INSTRUCTIONS TO FOLLOW. An exact reproduction of the data below is the required answer.

SUPPLIED RECORDS.
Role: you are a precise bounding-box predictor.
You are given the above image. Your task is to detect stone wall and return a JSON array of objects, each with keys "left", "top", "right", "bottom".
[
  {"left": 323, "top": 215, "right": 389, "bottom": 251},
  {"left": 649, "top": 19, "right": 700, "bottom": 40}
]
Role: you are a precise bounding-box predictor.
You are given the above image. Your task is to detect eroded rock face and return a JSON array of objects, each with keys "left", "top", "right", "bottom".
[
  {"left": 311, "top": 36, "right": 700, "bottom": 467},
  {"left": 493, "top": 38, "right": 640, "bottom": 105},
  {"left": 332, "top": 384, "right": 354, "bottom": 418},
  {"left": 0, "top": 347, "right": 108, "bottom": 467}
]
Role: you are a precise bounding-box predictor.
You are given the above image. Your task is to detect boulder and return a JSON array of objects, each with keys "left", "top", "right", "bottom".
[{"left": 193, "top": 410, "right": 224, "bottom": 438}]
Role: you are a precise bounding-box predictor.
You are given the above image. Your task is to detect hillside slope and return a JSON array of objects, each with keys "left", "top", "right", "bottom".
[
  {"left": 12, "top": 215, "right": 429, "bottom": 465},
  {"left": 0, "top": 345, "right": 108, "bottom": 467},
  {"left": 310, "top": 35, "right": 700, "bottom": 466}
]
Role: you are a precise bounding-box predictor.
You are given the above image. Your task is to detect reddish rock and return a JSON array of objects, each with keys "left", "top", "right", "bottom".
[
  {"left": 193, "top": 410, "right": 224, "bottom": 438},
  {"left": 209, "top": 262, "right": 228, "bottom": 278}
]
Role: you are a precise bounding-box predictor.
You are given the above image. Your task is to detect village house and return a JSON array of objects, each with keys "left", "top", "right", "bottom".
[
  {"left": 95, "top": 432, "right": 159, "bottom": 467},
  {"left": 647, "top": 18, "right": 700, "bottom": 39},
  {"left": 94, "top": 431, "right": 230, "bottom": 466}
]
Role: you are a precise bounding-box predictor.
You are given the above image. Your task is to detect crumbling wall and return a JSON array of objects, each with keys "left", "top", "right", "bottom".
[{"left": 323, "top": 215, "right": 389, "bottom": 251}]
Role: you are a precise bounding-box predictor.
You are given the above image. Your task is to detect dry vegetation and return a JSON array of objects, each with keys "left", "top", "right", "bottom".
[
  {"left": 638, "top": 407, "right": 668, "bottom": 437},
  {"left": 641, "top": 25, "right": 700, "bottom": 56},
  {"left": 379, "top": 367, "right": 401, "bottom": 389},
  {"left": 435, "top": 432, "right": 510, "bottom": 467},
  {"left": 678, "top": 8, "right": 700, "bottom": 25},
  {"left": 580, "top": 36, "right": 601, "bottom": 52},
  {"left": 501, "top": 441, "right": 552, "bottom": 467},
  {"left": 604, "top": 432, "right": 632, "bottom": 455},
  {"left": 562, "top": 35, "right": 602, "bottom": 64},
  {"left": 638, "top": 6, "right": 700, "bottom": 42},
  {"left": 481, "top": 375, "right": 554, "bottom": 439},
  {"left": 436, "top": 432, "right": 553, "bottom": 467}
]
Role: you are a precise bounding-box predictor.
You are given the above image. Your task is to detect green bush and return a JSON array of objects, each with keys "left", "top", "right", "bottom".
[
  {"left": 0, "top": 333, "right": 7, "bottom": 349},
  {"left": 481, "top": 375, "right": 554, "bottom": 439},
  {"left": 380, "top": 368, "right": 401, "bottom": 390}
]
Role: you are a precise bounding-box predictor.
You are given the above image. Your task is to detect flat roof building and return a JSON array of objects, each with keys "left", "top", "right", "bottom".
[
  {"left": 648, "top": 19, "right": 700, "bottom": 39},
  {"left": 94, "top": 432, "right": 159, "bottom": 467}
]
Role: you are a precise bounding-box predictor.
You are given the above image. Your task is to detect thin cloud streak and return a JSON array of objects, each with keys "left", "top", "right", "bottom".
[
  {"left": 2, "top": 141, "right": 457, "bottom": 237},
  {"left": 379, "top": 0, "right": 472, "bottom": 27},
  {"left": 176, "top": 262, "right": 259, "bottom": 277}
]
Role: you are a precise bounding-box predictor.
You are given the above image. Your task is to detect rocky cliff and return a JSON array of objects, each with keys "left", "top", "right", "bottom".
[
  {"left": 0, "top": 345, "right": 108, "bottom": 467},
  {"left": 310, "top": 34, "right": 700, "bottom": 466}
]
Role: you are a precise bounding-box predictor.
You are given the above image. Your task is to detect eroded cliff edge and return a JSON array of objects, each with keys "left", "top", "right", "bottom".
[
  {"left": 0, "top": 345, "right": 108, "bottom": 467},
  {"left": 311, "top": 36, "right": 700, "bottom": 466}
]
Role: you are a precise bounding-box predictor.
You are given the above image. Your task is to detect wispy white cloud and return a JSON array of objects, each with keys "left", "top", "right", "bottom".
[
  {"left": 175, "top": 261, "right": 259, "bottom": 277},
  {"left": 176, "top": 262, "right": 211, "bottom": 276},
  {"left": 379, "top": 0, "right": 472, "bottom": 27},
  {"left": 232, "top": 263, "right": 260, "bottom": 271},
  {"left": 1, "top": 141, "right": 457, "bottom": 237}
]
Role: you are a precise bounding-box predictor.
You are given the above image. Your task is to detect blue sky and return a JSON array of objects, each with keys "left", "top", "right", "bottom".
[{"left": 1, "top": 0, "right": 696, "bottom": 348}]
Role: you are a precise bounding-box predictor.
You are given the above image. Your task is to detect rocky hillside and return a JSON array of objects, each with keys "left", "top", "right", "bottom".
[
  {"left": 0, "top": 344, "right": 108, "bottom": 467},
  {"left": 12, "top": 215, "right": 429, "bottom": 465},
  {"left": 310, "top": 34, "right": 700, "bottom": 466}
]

TASK RESPONSE.
Role: you are a precise bounding-box predictor.
You are given the above image. Your task is to detect stone wall and return a JSON array of objects, each with keys "left", "top", "right", "bottom".
[
  {"left": 323, "top": 215, "right": 389, "bottom": 251},
  {"left": 649, "top": 19, "right": 700, "bottom": 40}
]
Role: you are a precise bounding-box predictor.
You are given the above image. Your task is to detect eroded rock face and return a JSON array of objects, each with keys "left", "top", "right", "bottom".
[
  {"left": 311, "top": 36, "right": 700, "bottom": 467},
  {"left": 493, "top": 38, "right": 640, "bottom": 105},
  {"left": 332, "top": 384, "right": 354, "bottom": 418},
  {"left": 0, "top": 347, "right": 108, "bottom": 467}
]
Role: you are a precise bounding-box predictor.
You are given the above image. Your task is to detect boulder and return a JSON array of objects, each with keys "left", "top", "right", "bottom".
[{"left": 193, "top": 410, "right": 224, "bottom": 438}]
Role: you are a precise bounding-box predictor.
You are given the above image. Your task is to detect hillside slope and return a JSON array of objects, each with keys "left", "top", "right", "bottom".
[
  {"left": 12, "top": 215, "right": 429, "bottom": 465},
  {"left": 0, "top": 345, "right": 108, "bottom": 467},
  {"left": 310, "top": 35, "right": 700, "bottom": 466}
]
Role: you are a precise bounding-box predictor.
You are given the above image. Your task is to detect reddish rock and return a JSON array of objects, each with keys "left", "top", "right", "bottom".
[
  {"left": 193, "top": 410, "right": 224, "bottom": 438},
  {"left": 209, "top": 262, "right": 228, "bottom": 278}
]
Role: you are a precise bounding-box predictor.
You are given the above image. Your task is to detect village house and return a JSON array of objects, each with keys "left", "top", "right", "bottom".
[
  {"left": 95, "top": 432, "right": 159, "bottom": 467},
  {"left": 647, "top": 18, "right": 700, "bottom": 39},
  {"left": 94, "top": 431, "right": 230, "bottom": 466}
]
Role: you are a precise bounding-box predictor.
You are given the above image. Your task is to detect crumbling wall and return a JSON array of objects, each with keys "left", "top", "right", "bottom".
[{"left": 323, "top": 215, "right": 389, "bottom": 251}]
Role: you are a precise bounding-box predictor.
You are given the above image. Your task is to detect dry vegetation and return a JSON array of objects, each with keys "left", "top", "right", "bottom".
[
  {"left": 638, "top": 407, "right": 668, "bottom": 437},
  {"left": 641, "top": 25, "right": 700, "bottom": 56},
  {"left": 379, "top": 367, "right": 401, "bottom": 389},
  {"left": 435, "top": 432, "right": 510, "bottom": 467},
  {"left": 678, "top": 8, "right": 700, "bottom": 25},
  {"left": 580, "top": 36, "right": 601, "bottom": 52},
  {"left": 501, "top": 441, "right": 552, "bottom": 467},
  {"left": 604, "top": 432, "right": 632, "bottom": 455},
  {"left": 562, "top": 35, "right": 602, "bottom": 64},
  {"left": 638, "top": 6, "right": 700, "bottom": 42},
  {"left": 481, "top": 375, "right": 554, "bottom": 439},
  {"left": 436, "top": 432, "right": 553, "bottom": 467}
]
Role: you are a precise bounding-box predictor.
You are given the above image. Your task is to detect green bush and return a JSON array of objects, each with keys "left", "top", "right", "bottom".
[
  {"left": 0, "top": 333, "right": 7, "bottom": 349},
  {"left": 481, "top": 375, "right": 554, "bottom": 439},
  {"left": 380, "top": 368, "right": 401, "bottom": 390}
]
Role: you are a precise bounding-box predictor.
You are given the above image. Your task is to detect flat roof building and return a JSON array of objects, each with keys "left", "top", "right", "bottom".
[
  {"left": 648, "top": 19, "right": 700, "bottom": 39},
  {"left": 94, "top": 432, "right": 159, "bottom": 467}
]
Role: you are a precise bounding-box predictor.
You are given the above image. Your task is to detect thin cloud streak and return a JSON array of objects, each with keys "left", "top", "right", "bottom".
[
  {"left": 2, "top": 141, "right": 457, "bottom": 237},
  {"left": 379, "top": 0, "right": 472, "bottom": 27},
  {"left": 176, "top": 262, "right": 259, "bottom": 277}
]
Role: you are a precise bounding-box predictor.
You are given the above image. Your task is to detect rocky cliff and return a JSON array of objects, each with keys "left", "top", "right", "bottom".
[
  {"left": 0, "top": 345, "right": 108, "bottom": 467},
  {"left": 310, "top": 34, "right": 700, "bottom": 466}
]
Role: you are a precise bounding-box predictor.
You are given the above image. Your task is to detect eroded cliff edge and return a JSON array of objects, each with keys "left", "top", "right", "bottom".
[
  {"left": 0, "top": 345, "right": 108, "bottom": 467},
  {"left": 311, "top": 36, "right": 700, "bottom": 466}
]
Role: you are a precise bounding-box predictor.
You are given the above image. Your task is to detect wispy white cloud and return a JSON array of objects, each with keys "left", "top", "right", "bottom".
[
  {"left": 175, "top": 261, "right": 259, "bottom": 277},
  {"left": 176, "top": 262, "right": 211, "bottom": 276},
  {"left": 379, "top": 0, "right": 472, "bottom": 27},
  {"left": 232, "top": 263, "right": 260, "bottom": 271},
  {"left": 1, "top": 141, "right": 457, "bottom": 237}
]
Role: you are a precise bounding-box predictor.
You are given the above image. Your task is to detect blue sky and return a JSON array of objects, each with keys "left", "top", "right", "bottom".
[{"left": 1, "top": 0, "right": 696, "bottom": 348}]
Role: you are a precise bounding-box predictor.
You are given the above image. Your task is to detect rocky hillside and return a JSON array of objects, each with keys "left", "top", "right", "bottom".
[
  {"left": 0, "top": 344, "right": 108, "bottom": 467},
  {"left": 12, "top": 215, "right": 429, "bottom": 465},
  {"left": 310, "top": 34, "right": 700, "bottom": 466}
]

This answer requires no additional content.